• Text block:

Audio: How does it sound?
The previous DVD release offered up a Dolby Digital Mono soundtrack which, considering the age of the film, sounded somewhat decent. This new HD DVD release has a Dolby Digital Plus soundtrack that, arguably, doesn’t sound a whole lot better but it does improve on the previous editions of this movie. Dialogue is very consistently clean and though this isn’t the type of movie that will shake the walls, it certainly sounds better that it ever has. Loosely translated, you’ll like what you hear and how it’s presented.
Supplements: What are the extras?
This HD DVD version has all of the supplements ported over from the previous two-disc edition, so you’ll know what you’re getting here. “The Adventures of Robin Hood”. We start off with an audio commentary by film historian Rudy Behlmer. Behlmer is very talkative here and obviously knows his stuff. He does give a lot of information about the troubled shoot and seems to deliver the kind of track that only someone who has been studying his material for a long time knows. He does. A music-only track that features Erich Wolfgang Korngold’s score is also included. Lastly, we have the “Warner Night at the Movies 1938” which attempts to re-create what is would have been like to see the film at the theater back then. Hosted by Leonard Maltin, we are greeted with his introduction and shown a number of theatrical trailers, a newsreel and even a cartoon. Also included is a trailer gallery of Errol Flynn’s movies.

• Dataset excerpts:
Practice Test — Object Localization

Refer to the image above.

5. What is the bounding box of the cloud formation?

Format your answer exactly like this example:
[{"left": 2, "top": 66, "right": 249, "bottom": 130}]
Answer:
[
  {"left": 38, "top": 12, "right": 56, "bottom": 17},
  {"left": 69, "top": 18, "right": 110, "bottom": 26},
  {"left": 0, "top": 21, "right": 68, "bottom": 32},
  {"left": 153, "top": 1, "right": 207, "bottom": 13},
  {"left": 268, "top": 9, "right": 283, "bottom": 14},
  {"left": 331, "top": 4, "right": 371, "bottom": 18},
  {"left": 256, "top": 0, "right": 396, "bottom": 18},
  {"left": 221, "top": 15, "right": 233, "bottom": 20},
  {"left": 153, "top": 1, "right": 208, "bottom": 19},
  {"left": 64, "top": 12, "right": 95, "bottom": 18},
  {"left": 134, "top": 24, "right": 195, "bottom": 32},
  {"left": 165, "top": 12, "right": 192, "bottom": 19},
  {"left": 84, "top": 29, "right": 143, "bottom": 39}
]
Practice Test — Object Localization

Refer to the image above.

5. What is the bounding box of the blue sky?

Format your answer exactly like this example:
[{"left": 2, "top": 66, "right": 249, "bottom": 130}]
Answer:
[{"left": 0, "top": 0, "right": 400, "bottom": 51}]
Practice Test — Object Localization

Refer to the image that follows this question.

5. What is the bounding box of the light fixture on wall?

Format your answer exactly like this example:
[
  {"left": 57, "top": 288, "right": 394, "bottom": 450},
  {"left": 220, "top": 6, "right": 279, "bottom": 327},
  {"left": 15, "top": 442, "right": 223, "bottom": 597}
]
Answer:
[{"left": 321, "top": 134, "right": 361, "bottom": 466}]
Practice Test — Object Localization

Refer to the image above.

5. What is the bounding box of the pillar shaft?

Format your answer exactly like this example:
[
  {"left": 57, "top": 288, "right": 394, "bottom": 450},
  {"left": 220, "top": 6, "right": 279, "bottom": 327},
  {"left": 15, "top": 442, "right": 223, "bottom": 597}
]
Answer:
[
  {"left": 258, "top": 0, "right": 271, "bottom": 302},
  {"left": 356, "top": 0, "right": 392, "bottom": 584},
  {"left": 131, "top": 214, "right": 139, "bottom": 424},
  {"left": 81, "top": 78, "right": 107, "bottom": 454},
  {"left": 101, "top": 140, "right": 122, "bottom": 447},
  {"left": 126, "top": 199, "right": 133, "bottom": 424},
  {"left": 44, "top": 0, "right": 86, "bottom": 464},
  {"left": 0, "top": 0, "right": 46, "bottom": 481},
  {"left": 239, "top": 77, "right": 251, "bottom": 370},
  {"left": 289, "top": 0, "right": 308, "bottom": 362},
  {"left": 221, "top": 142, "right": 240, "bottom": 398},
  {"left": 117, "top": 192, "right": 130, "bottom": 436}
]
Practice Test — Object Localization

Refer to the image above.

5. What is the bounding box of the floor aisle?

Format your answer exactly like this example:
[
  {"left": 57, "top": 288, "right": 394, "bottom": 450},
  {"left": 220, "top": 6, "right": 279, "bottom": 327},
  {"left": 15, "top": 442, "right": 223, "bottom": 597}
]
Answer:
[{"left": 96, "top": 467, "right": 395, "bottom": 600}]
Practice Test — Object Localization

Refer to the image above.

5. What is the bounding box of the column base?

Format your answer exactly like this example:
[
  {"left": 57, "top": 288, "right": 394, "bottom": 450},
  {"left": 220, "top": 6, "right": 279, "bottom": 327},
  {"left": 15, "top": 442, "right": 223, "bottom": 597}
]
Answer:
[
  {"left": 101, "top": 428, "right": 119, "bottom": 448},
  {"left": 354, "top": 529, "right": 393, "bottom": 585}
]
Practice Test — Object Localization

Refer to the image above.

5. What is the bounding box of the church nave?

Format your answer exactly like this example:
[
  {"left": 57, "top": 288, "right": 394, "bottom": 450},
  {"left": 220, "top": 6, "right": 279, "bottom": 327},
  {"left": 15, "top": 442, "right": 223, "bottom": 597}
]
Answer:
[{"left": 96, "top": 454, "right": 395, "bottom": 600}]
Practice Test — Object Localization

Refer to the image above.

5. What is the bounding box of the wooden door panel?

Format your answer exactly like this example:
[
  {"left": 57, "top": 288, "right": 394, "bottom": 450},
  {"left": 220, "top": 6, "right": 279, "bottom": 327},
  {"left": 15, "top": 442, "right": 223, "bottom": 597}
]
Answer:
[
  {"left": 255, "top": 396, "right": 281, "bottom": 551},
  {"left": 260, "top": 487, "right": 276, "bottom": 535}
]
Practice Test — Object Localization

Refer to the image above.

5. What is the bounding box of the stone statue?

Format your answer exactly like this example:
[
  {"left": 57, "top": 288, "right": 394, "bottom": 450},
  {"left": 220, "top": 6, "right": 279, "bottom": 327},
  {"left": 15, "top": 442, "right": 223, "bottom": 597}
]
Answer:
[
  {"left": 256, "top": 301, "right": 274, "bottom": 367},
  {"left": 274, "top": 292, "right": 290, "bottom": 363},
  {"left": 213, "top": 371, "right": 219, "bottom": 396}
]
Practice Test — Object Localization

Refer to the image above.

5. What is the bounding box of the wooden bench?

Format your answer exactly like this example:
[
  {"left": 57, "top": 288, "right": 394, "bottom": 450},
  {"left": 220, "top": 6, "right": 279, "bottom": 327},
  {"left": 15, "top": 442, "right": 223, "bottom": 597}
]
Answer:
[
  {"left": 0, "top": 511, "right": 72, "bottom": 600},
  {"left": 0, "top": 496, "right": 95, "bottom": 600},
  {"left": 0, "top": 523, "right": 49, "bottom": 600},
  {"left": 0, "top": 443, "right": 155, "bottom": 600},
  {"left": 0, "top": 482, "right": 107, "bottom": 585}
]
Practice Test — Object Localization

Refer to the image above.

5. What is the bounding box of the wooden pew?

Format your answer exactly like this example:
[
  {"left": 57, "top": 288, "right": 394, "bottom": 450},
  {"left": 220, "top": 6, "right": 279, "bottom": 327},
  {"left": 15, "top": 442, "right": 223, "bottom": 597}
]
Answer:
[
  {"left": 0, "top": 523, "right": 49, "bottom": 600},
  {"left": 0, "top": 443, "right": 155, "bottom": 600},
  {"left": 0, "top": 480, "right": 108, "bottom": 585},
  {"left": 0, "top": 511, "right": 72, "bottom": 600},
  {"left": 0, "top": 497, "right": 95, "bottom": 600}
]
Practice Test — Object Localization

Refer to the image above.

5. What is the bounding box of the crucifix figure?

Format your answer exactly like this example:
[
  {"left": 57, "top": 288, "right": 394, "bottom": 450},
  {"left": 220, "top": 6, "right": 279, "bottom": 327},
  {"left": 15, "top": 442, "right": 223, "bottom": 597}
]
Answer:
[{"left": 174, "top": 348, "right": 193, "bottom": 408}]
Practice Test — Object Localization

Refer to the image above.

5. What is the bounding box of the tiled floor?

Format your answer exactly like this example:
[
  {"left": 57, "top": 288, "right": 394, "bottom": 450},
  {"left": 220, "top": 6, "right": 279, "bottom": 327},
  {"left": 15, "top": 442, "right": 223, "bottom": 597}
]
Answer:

• Problem set:
• A. Using the review of the HD DVD of "The Adventures of Robin Hood," explain in one to three sentences why buyers will already know what extras they are getting.
• B. Continue the review of the "Adventures of Robin Hood" HD DVD from the point where it stops.

• Answers to this exercise:
• A. This HD DVD includes all of the supplements from the previous two-disc edition. Anyone familiar with that edition already knows what is on it.

• B.
A documentary “Welcome to Sherwood: The story of The Adventures of Robin Hood”. Interviews with writers and filmmakers are shown as is the production of this great movie. Leonard Maltin, Robert Osborne (host of Turner Classic Movies) and others share their thoughts on the film at hand. It’s this kind of high-quality work that make Warner’s editions so beloved by fans. We then have a slew of shorter featurettes “From the Cutting Room” has some outtakes of the movie and the “Breakdowns of 1938” showcasing all the bloopers from all of Warner’s movies of that year. Next up is “Robin Hood through the ages”. Even as old as this movie is, it had been done before and this showcases some of the earlier screen versions. “A Journey to Sherwood Forest” shows some rare home movies shot on the Warner studio lot during the film’s production. Not the most informative of features, but a neat little feature nonetheless. Some classic cartoons are shown as well, the Looney Toons shorts “Rabbit Hood” (with Bugs as Robin Hood” and “Robin Hood Daffy”. “Splitting the Arrow” is a focus on the Academy Award winning Art Direction (which included Costume Designs, storyboards and some cast and crew photos). The original Robin Hood radio show is broadcast (audio only, naturally) with the stars of the film as well as a piano session with composer Korngold. Lastly, Angela Lansbury narrates “Glorious Technicolor” which follows the evolution of Technicolor through the ages. “The Adventures of Robin Hood” was the first Warner picture to use this process, so this is naturally a welcome addition. All in all, a great offering of one of the more popular “early” action movies has made its way to HD DVD, and it looks and sounds great.